Copy out exactly the lines from the one containing "window in the photo above." to the end of the records below, both included, and nothing else.

Records
• • • • • • •
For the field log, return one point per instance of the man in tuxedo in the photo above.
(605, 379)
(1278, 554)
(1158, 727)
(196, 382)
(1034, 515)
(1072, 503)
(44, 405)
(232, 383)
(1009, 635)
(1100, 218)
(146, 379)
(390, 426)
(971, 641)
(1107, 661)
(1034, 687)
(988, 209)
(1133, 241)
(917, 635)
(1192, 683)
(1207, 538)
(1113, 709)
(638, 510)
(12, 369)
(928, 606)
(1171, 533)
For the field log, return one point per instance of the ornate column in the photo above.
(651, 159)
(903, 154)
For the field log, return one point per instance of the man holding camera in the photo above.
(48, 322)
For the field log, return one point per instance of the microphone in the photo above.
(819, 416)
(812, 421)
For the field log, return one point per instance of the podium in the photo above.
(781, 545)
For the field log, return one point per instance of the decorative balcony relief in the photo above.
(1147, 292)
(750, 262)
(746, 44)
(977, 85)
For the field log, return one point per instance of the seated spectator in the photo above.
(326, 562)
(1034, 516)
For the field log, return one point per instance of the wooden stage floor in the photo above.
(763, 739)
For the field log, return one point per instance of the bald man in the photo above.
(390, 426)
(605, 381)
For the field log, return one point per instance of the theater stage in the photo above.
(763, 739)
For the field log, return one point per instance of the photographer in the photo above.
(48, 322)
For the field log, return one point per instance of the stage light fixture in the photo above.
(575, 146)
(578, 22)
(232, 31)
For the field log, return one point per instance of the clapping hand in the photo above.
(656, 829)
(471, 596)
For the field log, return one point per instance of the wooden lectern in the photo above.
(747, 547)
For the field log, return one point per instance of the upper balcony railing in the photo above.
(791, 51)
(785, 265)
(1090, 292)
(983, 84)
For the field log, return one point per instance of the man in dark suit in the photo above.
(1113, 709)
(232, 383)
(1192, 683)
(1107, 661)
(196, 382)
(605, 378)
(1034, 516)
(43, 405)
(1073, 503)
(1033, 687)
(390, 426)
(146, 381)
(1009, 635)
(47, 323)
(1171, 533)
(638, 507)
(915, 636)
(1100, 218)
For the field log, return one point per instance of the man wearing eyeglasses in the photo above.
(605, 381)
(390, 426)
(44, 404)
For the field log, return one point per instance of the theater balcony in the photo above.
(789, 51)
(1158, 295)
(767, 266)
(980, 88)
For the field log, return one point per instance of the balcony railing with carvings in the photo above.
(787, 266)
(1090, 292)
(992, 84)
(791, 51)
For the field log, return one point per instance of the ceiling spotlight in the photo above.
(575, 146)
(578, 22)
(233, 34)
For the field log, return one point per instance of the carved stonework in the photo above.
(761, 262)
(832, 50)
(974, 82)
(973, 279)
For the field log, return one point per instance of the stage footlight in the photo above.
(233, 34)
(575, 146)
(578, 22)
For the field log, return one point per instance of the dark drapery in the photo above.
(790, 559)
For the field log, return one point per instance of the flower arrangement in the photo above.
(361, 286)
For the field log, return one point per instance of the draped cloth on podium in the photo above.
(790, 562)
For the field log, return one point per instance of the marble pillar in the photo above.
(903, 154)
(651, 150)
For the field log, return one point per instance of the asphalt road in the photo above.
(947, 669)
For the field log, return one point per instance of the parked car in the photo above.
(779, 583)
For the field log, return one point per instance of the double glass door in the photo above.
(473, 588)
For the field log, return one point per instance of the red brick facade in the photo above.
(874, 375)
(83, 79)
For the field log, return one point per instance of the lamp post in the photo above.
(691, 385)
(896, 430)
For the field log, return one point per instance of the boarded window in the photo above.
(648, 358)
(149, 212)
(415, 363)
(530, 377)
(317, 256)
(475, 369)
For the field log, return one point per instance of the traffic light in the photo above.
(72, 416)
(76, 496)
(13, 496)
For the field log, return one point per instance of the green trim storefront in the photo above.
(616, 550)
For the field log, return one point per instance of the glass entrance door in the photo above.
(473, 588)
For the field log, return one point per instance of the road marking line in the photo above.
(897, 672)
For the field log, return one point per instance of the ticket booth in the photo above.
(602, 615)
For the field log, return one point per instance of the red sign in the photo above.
• • • • • • •
Result:
For the field log, return one point per instance of the boarded window in the photo above.
(648, 358)
(149, 212)
(415, 363)
(530, 377)
(317, 256)
(475, 369)
For the field log, return one point per instance of the traffic light in the photo above.
(72, 416)
(76, 496)
(13, 496)
For the field log, return one point per instance of the green trim storefront in the photo above.
(616, 550)
For the field log, return one point per instance of the glass entrance door in the photo above.
(473, 588)
For the field log, return one point per instance of the road marking line in the photo above.
(897, 672)
For the field log, return one point per instance of the ticket booth in the photo above.
(602, 615)
For the field log, return one point per instance of the red sign in the photo above.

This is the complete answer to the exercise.